What you should do:
Apart from the pictures, every entry must be retyped exactly.

Items from a data source:
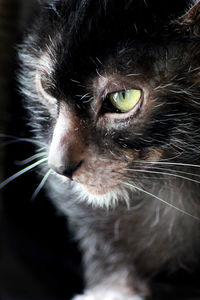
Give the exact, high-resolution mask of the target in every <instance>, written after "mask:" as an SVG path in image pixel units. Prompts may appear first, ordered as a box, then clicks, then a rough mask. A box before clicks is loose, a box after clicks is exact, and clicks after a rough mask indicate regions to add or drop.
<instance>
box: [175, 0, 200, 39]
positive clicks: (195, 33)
mask: <svg viewBox="0 0 200 300" xmlns="http://www.w3.org/2000/svg"><path fill="white" fill-rule="evenodd" d="M178 23H179V25H180V26H181V27H182V30H183V31H186V32H188V33H190V34H193V35H195V36H199V37H200V0H193V1H192V3H191V7H190V8H189V10H188V11H187V12H186V13H185V14H184V15H183V16H182V17H181V18H179V19H178Z"/></svg>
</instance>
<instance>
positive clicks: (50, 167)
mask: <svg viewBox="0 0 200 300" xmlns="http://www.w3.org/2000/svg"><path fill="white" fill-rule="evenodd" d="M82 162H83V161H80V162H78V163H77V162H70V163H65V164H64V165H60V166H56V165H53V164H51V163H50V164H49V167H50V168H51V169H52V170H54V171H55V172H56V173H58V174H60V175H63V176H66V177H68V178H69V179H70V180H72V179H73V174H74V173H75V171H76V170H77V169H78V168H79V167H80V166H81V165H82Z"/></svg>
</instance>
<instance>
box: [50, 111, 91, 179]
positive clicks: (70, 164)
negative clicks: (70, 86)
mask: <svg viewBox="0 0 200 300" xmlns="http://www.w3.org/2000/svg"><path fill="white" fill-rule="evenodd" d="M84 151H85V142H84V139H83V135H82V128H81V127H80V121H79V119H78V117H77V116H74V115H73V114H72V113H71V112H70V111H67V110H66V107H65V106H61V107H60V113H59V116H58V118H57V122H56V125H55V128H54V132H53V136H52V141H51V144H50V149H49V154H48V165H49V167H50V168H51V169H53V170H54V171H55V172H56V173H58V174H60V175H63V176H66V177H68V178H69V179H71V180H73V175H74V173H75V172H78V171H80V170H79V168H80V167H81V165H82V162H83V160H84Z"/></svg>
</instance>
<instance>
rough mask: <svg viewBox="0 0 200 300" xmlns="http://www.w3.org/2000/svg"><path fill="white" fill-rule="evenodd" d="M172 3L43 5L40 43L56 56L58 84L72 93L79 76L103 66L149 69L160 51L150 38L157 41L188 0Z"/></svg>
mask: <svg viewBox="0 0 200 300" xmlns="http://www.w3.org/2000/svg"><path fill="white" fill-rule="evenodd" d="M161 2H162V5H161ZM171 2H174V1H171ZM171 2H170V1H169V0H166V1H157V0H153V1H152V0H151V1H150V0H146V1H143V0H134V1H130V0H129V1H127V0H126V1H125V0H121V1H116V0H115V1H114V0H109V1H108V0H104V1H94V0H87V1H82V0H76V1H74V0H67V1H64V0H62V1H59V0H57V1H52V2H51V5H48V8H49V9H48V14H47V9H46V6H44V9H43V10H42V14H41V21H40V28H38V30H39V32H41V33H42V34H41V36H42V41H40V45H43V46H41V47H43V48H44V49H45V50H46V53H48V55H49V57H50V59H51V61H53V64H52V66H53V72H52V74H51V75H53V77H54V80H55V82H56V86H57V88H59V87H60V88H61V89H62V90H63V89H64V90H65V91H64V92H65V93H67V92H68V91H71V92H72V93H73V89H74V88H75V86H76V89H77V84H76V85H75V84H74V82H75V81H78V82H80V83H84V82H85V81H86V80H87V79H89V78H90V77H92V76H94V75H95V76H96V75H97V72H100V71H102V72H113V71H115V70H117V71H118V72H120V71H121V72H122V73H123V72H125V73H130V72H131V68H132V66H133V64H134V67H135V68H136V70H135V71H136V72H137V67H138V68H140V70H141V68H143V71H146V72H147V71H148V70H149V69H150V68H149V66H148V61H149V63H150V64H152V57H153V56H155V55H156V54H155V51H150V48H151V43H152V41H151V39H150V38H149V37H150V36H152V35H153V36H154V39H156V40H157V41H159V40H160V39H161V37H162V32H163V29H164V27H165V26H166V23H168V22H169V18H170V17H171V16H172V15H173V16H177V15H181V14H182V12H183V10H184V9H185V7H186V1H184V0H177V1H176V4H174V3H171ZM140 58H141V61H140ZM144 58H145V65H144V64H143V63H142V60H143V59H144ZM139 66H140V67H139ZM140 70H139V69H138V72H139V71H140ZM144 73H145V72H144Z"/></svg>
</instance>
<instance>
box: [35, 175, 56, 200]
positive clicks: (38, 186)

Answer space:
Give the exact, high-resolution mask of the target in every <instance>, written after "mask:" as an SVG path in image pixel units. Prompts may appear first, ordered as a box, then clicks, then a rough mask. A box before clicks is loose, a box after clicks is exact, and clicks after a rough mask indicate regions to add or drop.
<instance>
box: [175, 0, 200, 39]
positive clicks: (195, 33)
mask: <svg viewBox="0 0 200 300" xmlns="http://www.w3.org/2000/svg"><path fill="white" fill-rule="evenodd" d="M178 23H179V25H180V26H181V27H182V30H183V31H186V32H188V33H190V34H193V35H195V36H199V37H200V0H193V1H192V3H191V7H190V8H189V10H188V11H187V12H186V13H185V14H184V15H183V16H182V17H181V18H179V19H178Z"/></svg>
</instance>
<instance>
positive clicks: (50, 167)
mask: <svg viewBox="0 0 200 300" xmlns="http://www.w3.org/2000/svg"><path fill="white" fill-rule="evenodd" d="M82 162H83V161H80V162H78V163H77V162H70V163H65V164H64V165H60V166H56V165H53V164H51V163H50V164H49V167H50V168H51V169H52V170H54V171H55V172H56V173H58V174H60V175H63V176H66V177H68V178H69V179H70V180H72V179H73V174H74V173H75V171H76V170H77V169H78V168H79V167H80V166H81V165H82Z"/></svg>
</instance>
<instance>
box: [50, 111, 91, 179]
positive clicks: (70, 164)
negative clicks: (70, 86)
mask: <svg viewBox="0 0 200 300" xmlns="http://www.w3.org/2000/svg"><path fill="white" fill-rule="evenodd" d="M84 151H85V142H84V139H83V135H82V128H81V127H80V121H79V119H78V117H77V116H74V115H73V114H72V113H71V112H70V111H67V110H66V107H65V106H61V107H60V113H59V116H58V118H57V122H56V125H55V128H54V132H53V136H52V141H51V144H50V149H49V154H48V165H49V167H50V168H51V169H53V170H54V171H55V172H56V173H58V174H60V175H63V176H66V177H68V178H69V179H71V180H73V175H74V173H75V172H78V171H80V170H79V168H80V167H81V165H82V162H83V160H84Z"/></svg>
</instance>
<instance>
rough mask: <svg viewBox="0 0 200 300" xmlns="http://www.w3.org/2000/svg"><path fill="white" fill-rule="evenodd" d="M172 3L43 5L40 43L56 56L58 84L72 93L79 76L103 66L149 69L160 51L150 38L157 41L188 0Z"/></svg>
mask: <svg viewBox="0 0 200 300" xmlns="http://www.w3.org/2000/svg"><path fill="white" fill-rule="evenodd" d="M161 2H162V5H161ZM171 2H174V1H171ZM171 2H170V1H169V0H166V1H157V0H153V1H152V0H151V1H150V0H146V1H143V0H134V1H130V0H129V1H127V0H126V1H125V0H121V1H116V0H115V1H114V0H109V1H108V0H104V1H94V0H87V1H82V0H76V1H74V0H67V1H64V0H62V1H59V0H57V1H52V2H51V5H48V8H49V9H48V14H47V9H46V6H44V9H43V10H42V14H41V21H40V28H38V30H39V32H41V33H42V34H41V36H42V41H40V45H43V46H41V47H43V48H44V49H45V50H46V53H48V55H49V57H50V59H51V61H53V64H52V66H53V72H52V74H51V75H53V77H54V80H55V82H56V86H57V88H59V87H60V88H61V89H62V90H63V89H64V90H65V91H64V92H65V93H67V92H68V91H71V92H72V93H73V89H74V88H75V86H76V89H77V84H76V85H75V84H74V82H75V81H78V82H80V83H84V82H85V81H86V80H87V79H89V78H90V77H92V76H94V75H95V76H96V75H97V72H100V71H102V72H113V71H115V70H117V71H118V72H120V71H121V72H122V73H123V72H125V73H130V72H131V68H132V66H133V64H134V67H135V68H136V70H135V71H136V72H137V67H138V68H140V70H141V68H143V71H146V72H147V71H148V70H149V69H150V68H149V66H148V61H149V63H150V64H152V57H153V56H155V55H156V54H155V51H150V48H151V43H152V41H151V39H150V38H149V37H150V36H152V35H153V36H154V39H156V40H157V41H159V40H160V39H161V37H162V32H163V29H164V27H165V26H166V23H168V22H169V18H170V17H171V16H172V15H173V16H177V15H181V14H182V12H183V10H184V9H185V7H186V1H184V0H177V1H176V4H174V3H171ZM140 58H141V61H140ZM144 58H145V65H144V64H143V63H142V60H143V59H144ZM139 66H140V67H139ZM140 70H139V69H138V72H139V71H140ZM144 73H145V72H144Z"/></svg>
</instance>
<instance>
box: [35, 175, 56, 200]
positive clicks: (38, 186)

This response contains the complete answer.